*** Data provided ***

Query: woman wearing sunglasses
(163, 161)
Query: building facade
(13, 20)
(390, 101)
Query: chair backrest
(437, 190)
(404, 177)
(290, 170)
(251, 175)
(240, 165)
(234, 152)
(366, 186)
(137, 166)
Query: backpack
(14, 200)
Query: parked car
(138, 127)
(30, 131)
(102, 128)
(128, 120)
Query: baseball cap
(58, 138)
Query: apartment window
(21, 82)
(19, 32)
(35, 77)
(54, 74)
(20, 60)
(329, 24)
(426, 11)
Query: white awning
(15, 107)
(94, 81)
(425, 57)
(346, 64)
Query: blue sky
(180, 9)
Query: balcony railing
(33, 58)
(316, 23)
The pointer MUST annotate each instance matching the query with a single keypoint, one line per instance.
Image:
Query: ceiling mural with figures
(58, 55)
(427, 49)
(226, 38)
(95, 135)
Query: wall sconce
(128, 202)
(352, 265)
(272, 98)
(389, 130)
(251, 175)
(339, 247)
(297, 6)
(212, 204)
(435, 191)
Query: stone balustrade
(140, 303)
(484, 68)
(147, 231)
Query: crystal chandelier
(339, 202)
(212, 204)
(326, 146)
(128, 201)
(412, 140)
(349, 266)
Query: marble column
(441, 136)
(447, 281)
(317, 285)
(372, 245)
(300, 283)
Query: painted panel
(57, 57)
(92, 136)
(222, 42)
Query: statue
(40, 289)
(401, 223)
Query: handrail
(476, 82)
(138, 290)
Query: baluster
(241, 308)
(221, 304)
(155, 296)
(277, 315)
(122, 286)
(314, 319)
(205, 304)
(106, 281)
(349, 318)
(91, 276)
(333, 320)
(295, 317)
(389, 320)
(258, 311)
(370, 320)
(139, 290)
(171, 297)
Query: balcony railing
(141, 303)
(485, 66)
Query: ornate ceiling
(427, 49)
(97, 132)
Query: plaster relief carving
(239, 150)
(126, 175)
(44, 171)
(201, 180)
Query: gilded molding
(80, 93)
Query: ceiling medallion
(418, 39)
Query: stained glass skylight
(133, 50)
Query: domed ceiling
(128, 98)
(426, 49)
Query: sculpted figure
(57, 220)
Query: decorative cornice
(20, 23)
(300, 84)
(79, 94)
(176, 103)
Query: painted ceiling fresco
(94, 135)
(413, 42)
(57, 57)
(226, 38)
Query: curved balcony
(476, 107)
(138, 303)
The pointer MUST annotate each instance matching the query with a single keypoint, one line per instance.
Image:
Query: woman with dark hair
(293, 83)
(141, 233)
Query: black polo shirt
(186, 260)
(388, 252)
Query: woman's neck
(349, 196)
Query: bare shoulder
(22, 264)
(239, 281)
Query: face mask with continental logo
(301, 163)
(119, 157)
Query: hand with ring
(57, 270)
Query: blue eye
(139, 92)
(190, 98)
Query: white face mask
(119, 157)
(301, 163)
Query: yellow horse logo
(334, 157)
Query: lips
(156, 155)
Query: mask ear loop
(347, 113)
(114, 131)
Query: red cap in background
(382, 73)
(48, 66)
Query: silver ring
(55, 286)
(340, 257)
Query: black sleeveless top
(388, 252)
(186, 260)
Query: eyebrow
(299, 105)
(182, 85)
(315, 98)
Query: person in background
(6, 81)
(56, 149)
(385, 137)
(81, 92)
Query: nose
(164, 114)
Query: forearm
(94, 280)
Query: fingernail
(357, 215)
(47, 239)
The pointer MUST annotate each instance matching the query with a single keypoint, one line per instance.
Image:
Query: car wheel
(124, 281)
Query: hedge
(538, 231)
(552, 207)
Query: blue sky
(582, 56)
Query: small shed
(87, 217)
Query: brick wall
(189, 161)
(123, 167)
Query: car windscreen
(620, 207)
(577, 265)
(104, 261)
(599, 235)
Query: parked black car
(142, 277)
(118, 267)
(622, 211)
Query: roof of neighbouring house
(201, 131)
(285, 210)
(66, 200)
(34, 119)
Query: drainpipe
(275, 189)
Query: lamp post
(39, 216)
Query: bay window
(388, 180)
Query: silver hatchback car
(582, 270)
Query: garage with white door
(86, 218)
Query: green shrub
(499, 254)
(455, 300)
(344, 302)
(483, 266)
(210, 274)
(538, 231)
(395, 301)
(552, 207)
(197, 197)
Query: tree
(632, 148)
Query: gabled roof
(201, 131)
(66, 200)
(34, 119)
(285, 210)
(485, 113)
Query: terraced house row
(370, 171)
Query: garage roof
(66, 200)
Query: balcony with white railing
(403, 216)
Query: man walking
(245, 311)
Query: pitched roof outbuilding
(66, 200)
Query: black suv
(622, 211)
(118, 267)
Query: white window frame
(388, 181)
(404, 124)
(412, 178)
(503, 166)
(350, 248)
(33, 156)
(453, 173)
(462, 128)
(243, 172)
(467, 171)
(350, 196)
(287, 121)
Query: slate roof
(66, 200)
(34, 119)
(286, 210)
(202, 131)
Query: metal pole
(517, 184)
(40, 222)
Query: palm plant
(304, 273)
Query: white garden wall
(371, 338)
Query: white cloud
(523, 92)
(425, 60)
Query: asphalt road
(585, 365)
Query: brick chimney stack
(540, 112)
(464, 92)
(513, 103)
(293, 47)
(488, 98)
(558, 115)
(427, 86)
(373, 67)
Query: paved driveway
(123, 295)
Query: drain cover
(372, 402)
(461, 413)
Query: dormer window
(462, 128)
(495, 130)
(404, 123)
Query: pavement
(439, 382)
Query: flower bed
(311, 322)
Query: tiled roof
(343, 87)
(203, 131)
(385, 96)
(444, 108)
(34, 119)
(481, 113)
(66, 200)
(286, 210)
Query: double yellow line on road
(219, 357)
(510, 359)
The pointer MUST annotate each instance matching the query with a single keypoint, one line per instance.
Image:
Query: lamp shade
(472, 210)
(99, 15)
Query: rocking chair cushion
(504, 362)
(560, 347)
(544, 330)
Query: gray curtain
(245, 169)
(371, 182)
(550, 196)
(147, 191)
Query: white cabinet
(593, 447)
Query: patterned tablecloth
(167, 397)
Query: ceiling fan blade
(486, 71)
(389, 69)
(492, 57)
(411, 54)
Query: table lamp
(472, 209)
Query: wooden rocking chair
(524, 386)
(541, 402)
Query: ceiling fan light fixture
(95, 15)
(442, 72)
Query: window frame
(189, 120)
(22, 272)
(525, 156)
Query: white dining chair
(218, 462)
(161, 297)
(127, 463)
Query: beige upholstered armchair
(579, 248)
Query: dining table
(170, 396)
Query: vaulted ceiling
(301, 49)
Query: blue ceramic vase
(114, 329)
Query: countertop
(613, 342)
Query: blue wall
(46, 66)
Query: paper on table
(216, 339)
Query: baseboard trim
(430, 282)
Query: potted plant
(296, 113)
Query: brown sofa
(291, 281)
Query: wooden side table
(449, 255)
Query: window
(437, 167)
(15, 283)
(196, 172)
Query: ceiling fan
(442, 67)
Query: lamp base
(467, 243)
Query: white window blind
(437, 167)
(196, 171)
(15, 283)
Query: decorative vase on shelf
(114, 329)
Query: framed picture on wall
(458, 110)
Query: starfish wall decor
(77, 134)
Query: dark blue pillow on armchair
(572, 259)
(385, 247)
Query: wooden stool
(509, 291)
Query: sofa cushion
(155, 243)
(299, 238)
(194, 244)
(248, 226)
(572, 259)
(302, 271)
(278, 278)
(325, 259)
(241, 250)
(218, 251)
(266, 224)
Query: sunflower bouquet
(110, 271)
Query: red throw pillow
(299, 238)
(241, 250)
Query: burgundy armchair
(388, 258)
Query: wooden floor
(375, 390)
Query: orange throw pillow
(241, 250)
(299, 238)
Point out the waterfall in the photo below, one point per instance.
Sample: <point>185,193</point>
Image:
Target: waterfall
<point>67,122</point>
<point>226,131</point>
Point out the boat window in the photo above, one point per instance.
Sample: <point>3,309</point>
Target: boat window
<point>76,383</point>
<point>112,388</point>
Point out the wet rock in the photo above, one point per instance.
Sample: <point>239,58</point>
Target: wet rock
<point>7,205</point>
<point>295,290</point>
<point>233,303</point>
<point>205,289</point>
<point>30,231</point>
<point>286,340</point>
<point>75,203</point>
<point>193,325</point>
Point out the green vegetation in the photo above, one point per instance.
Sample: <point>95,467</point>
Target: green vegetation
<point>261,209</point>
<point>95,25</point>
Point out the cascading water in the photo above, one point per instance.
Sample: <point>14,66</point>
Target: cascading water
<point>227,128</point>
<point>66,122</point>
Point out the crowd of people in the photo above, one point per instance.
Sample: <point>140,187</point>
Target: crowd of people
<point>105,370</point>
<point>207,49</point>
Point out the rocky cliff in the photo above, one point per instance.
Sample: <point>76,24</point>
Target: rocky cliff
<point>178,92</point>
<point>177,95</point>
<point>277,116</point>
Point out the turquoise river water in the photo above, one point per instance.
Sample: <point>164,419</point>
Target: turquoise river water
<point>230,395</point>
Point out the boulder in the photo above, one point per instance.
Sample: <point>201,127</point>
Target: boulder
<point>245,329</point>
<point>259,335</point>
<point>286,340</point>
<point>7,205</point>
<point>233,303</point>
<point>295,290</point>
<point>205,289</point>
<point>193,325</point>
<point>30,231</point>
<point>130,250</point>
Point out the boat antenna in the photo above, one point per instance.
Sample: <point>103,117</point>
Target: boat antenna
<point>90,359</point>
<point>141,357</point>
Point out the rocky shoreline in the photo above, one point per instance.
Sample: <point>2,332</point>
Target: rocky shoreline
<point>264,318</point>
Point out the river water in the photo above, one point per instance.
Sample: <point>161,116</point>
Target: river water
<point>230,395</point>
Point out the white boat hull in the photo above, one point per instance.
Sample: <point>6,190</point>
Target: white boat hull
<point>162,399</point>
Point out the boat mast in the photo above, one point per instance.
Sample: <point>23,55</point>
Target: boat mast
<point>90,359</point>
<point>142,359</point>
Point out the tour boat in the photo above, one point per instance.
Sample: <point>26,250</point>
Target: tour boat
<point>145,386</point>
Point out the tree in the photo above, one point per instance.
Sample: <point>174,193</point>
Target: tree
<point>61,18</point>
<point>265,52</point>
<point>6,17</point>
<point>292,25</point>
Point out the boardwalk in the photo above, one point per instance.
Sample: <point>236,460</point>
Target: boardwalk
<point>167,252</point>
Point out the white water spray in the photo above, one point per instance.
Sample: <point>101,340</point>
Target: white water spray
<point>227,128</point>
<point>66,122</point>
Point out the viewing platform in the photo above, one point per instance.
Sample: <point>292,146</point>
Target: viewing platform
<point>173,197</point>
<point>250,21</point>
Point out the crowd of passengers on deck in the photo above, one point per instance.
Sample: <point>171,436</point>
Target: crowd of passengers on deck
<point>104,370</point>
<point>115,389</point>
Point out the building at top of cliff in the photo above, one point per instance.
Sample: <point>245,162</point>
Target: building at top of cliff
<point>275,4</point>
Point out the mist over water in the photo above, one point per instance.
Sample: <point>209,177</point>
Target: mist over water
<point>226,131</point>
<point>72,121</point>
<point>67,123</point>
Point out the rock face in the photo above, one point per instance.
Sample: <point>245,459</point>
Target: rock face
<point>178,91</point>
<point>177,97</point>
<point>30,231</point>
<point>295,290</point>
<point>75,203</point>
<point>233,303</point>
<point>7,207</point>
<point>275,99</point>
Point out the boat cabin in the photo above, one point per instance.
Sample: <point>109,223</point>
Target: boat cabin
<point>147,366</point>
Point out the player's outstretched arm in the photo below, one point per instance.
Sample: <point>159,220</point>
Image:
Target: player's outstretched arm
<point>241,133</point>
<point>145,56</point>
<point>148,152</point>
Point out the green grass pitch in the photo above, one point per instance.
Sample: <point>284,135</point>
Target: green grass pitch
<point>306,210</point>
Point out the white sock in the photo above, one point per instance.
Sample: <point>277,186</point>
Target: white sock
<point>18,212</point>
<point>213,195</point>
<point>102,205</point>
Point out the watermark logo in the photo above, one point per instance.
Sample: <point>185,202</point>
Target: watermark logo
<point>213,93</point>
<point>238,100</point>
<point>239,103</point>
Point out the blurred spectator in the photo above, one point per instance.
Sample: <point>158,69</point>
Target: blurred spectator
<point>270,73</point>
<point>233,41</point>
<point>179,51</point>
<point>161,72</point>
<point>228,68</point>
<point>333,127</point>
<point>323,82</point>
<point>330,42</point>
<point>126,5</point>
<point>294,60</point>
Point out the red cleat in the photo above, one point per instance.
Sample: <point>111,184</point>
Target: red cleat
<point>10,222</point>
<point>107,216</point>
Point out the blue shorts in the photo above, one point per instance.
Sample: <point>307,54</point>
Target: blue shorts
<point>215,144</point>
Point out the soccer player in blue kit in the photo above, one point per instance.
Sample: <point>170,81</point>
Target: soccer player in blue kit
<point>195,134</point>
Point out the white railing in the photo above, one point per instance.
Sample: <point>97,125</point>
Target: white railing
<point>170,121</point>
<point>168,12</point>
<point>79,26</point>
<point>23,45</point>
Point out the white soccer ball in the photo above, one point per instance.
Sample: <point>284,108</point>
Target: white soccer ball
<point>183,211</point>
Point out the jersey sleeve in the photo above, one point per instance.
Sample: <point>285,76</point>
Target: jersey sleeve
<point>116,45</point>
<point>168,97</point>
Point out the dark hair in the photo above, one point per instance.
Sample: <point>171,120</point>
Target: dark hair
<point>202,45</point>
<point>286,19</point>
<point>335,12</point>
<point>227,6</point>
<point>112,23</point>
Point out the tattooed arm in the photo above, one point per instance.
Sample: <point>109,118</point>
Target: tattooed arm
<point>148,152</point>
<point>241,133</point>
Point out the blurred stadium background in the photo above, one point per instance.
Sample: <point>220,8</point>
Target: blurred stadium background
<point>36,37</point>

*** End of Data provided ***

- [Work task]:
Taking the entries above, restate exactly those lines that fall between the line with "Sample: <point>174,193</point>" and the line with "Sample: <point>171,436</point>", keeping both of those lines too.

- [Result of this exercise]:
Sample: <point>174,193</point>
Target: tree
<point>61,18</point>
<point>265,52</point>
<point>6,17</point>
<point>292,25</point>
Point out the boardwalk in the photo above, one point per instance.
Sample: <point>236,460</point>
Target: boardwalk
<point>167,252</point>
Point out the white water spray in the photo above, one point per instance.
Sample: <point>101,340</point>
Target: white water spray
<point>227,128</point>
<point>66,122</point>
Point out the viewing platform in the photo above, one point per instance.
Sample: <point>292,146</point>
Target: viewing platform
<point>173,197</point>
<point>250,21</point>
Point out the crowd of passengers on deck in the photo above, one point per instance.
Sample: <point>171,436</point>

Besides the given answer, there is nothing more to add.